** begin Data for the task **

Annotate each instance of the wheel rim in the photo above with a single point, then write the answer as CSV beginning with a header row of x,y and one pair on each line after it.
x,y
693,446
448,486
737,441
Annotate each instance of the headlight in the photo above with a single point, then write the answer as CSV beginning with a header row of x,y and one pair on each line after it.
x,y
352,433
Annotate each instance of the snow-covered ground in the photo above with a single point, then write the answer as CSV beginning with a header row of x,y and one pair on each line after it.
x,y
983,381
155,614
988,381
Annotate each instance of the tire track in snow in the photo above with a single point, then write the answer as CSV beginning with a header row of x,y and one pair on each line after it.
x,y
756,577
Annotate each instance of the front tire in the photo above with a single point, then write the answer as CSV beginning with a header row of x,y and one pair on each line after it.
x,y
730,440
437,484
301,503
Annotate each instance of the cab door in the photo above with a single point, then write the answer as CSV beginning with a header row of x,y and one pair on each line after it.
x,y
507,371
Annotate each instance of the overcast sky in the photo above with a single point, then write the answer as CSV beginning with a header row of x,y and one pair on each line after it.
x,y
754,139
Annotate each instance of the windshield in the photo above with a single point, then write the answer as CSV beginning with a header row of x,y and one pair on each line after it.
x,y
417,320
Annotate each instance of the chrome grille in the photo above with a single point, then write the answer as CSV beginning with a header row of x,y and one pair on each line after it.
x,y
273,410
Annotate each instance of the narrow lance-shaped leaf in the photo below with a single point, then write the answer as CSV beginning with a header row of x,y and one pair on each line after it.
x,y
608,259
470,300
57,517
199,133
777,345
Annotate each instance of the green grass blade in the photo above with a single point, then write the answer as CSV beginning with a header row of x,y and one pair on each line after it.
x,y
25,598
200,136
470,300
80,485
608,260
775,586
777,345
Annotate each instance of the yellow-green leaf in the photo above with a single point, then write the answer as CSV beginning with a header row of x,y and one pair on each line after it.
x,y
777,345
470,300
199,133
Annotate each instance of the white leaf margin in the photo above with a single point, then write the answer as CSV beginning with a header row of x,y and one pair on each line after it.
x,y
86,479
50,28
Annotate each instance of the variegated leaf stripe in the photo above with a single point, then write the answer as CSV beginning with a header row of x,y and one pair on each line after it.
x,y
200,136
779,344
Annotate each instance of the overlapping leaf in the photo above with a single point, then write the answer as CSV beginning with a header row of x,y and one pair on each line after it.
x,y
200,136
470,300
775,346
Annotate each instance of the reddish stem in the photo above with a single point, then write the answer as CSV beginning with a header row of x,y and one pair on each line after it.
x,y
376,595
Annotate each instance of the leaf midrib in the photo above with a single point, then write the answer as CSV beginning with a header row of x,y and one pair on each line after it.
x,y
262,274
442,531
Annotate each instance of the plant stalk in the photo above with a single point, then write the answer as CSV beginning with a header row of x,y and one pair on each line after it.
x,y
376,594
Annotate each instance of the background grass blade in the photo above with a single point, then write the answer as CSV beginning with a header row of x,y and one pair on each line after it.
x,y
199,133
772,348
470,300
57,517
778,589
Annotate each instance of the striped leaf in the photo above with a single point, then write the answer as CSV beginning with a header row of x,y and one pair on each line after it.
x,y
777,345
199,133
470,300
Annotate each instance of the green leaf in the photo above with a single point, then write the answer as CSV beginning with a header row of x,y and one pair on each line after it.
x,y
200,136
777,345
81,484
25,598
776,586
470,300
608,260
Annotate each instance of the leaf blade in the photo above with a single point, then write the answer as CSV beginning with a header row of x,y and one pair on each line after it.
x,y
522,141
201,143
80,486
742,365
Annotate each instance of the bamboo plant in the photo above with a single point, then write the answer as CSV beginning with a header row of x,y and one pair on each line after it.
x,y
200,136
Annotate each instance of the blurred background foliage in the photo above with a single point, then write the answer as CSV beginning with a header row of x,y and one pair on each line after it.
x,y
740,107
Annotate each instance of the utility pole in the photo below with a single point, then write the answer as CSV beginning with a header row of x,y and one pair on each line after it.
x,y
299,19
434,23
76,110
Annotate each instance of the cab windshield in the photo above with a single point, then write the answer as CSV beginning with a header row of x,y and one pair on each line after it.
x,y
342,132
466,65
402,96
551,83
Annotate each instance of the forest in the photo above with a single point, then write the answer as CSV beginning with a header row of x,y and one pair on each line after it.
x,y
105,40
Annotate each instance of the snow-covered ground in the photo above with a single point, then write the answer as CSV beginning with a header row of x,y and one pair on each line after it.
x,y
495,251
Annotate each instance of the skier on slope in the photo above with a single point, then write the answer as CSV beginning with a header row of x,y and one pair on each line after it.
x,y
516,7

** end Data for the task **
** begin Data for the task **

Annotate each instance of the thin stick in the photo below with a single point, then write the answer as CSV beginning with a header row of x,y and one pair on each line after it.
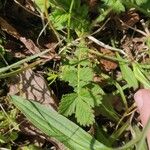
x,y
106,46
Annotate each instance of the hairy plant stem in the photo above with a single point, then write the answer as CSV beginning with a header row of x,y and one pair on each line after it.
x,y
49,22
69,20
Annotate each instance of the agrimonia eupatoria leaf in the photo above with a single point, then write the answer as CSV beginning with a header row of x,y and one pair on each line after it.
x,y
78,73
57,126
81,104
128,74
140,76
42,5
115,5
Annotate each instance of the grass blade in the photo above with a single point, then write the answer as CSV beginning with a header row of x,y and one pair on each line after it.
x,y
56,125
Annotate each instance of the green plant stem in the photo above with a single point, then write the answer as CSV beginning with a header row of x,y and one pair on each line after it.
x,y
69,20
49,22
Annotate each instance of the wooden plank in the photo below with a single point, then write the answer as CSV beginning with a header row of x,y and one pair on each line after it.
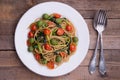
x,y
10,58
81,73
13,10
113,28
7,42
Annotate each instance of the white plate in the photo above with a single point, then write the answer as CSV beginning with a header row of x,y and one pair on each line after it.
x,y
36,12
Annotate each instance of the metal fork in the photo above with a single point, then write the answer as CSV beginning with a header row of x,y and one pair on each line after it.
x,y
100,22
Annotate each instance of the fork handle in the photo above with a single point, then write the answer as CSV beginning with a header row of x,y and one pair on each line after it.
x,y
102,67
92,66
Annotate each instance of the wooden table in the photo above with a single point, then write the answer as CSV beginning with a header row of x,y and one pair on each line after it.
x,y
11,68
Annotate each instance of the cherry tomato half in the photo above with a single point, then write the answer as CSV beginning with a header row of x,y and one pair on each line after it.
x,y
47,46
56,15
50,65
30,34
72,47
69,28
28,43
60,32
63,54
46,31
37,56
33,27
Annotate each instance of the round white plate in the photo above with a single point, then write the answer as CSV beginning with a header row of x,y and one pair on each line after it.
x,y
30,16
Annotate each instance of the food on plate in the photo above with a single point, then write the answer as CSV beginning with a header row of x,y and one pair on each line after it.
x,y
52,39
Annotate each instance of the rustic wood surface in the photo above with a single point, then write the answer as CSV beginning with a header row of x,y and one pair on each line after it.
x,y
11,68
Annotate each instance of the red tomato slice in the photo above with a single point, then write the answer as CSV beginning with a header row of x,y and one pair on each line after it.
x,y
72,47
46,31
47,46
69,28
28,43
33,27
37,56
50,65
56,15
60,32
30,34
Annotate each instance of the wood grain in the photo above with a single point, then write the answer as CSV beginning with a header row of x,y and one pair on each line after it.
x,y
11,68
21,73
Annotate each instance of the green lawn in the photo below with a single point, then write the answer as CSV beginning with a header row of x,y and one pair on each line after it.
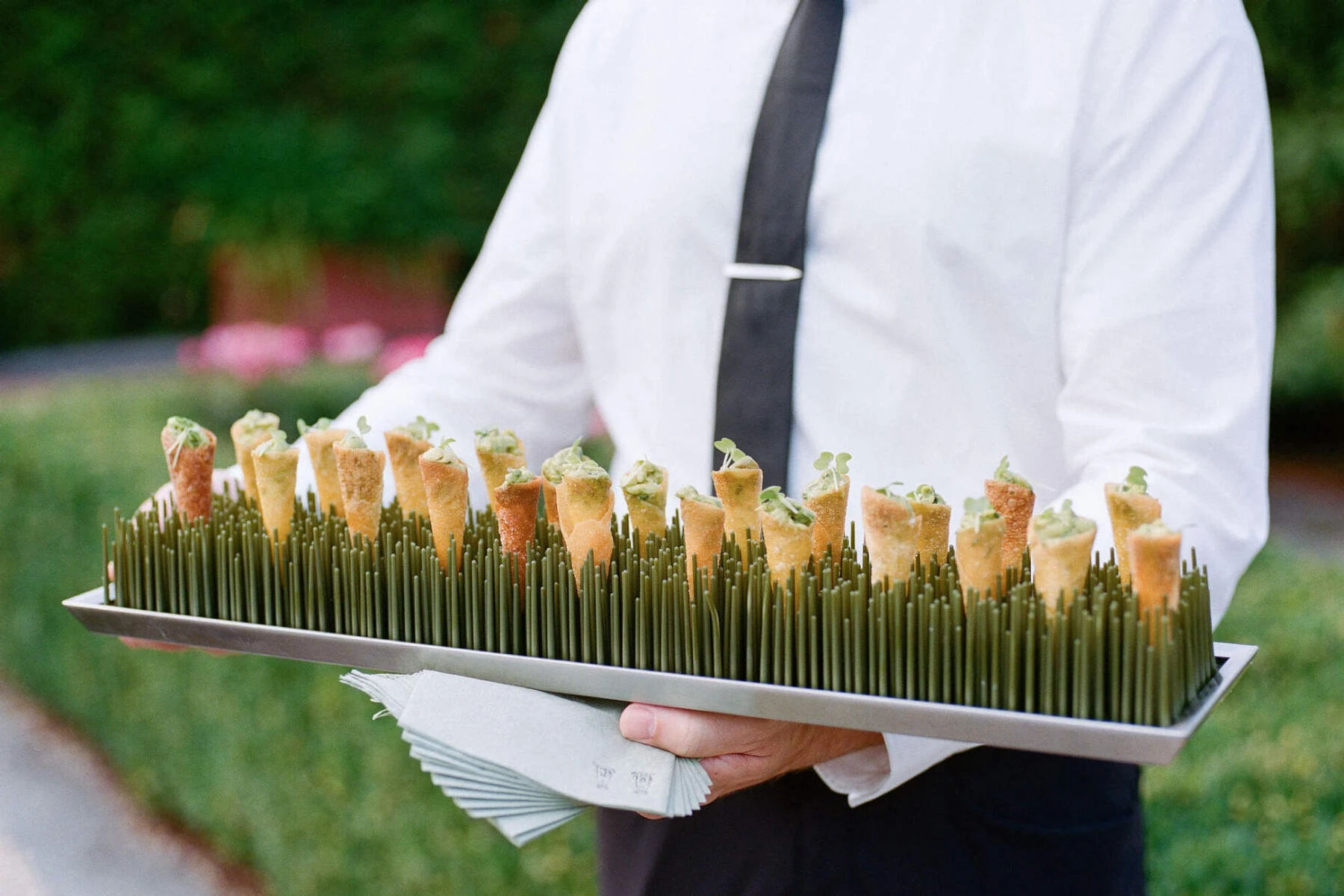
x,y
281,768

** end Data for the task **
** begin Data for the task **

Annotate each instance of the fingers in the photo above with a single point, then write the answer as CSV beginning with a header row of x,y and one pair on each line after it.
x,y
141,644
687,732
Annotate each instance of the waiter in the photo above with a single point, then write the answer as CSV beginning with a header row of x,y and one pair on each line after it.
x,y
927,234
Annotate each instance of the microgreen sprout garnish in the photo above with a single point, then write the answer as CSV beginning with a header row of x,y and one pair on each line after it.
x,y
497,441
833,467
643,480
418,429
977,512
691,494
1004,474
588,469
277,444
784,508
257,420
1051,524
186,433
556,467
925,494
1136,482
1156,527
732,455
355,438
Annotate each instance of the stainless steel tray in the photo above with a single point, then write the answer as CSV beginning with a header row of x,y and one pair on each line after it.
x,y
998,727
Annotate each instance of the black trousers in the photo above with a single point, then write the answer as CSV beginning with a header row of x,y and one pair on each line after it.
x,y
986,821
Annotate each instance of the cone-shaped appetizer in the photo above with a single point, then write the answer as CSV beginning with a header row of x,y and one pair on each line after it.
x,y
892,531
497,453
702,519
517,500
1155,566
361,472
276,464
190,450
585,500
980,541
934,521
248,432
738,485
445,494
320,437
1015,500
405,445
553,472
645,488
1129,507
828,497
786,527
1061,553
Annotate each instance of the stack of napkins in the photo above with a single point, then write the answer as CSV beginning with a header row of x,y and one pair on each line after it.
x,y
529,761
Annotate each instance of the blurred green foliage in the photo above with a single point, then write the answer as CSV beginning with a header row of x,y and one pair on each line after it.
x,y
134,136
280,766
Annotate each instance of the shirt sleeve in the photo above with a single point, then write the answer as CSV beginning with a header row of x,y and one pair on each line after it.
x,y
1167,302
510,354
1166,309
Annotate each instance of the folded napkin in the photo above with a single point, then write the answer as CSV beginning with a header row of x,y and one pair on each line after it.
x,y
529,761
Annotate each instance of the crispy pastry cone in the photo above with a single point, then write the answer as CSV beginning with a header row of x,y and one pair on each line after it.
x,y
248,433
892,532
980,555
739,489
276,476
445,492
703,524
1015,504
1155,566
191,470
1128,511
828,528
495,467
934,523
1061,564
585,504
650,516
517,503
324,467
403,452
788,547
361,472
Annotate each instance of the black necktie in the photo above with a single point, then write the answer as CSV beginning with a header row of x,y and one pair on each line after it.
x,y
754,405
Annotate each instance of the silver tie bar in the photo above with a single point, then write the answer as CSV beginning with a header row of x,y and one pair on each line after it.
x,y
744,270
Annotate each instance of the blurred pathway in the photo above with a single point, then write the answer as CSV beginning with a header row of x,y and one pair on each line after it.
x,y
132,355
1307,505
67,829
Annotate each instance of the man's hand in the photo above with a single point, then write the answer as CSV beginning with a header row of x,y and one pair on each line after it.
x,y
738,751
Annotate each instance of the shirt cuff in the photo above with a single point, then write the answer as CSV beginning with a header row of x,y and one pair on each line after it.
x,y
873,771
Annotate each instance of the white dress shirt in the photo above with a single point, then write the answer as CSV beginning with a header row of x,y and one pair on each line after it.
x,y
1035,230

** end Data for the task **

* _Task prompt_
Show every line of the items above that contains the string "tire", matching case exactly.

* _Full output_
Annotate each instance of the tire track in snow in the photo above with a single point, then write the answer as CSV beginning with a header row of x,y and one pair on each line after it.
Annotate each instance of the front tire in the photo above with a single point, then write the answer as CSV beginning with a header row of x,y and one pair on each line after it.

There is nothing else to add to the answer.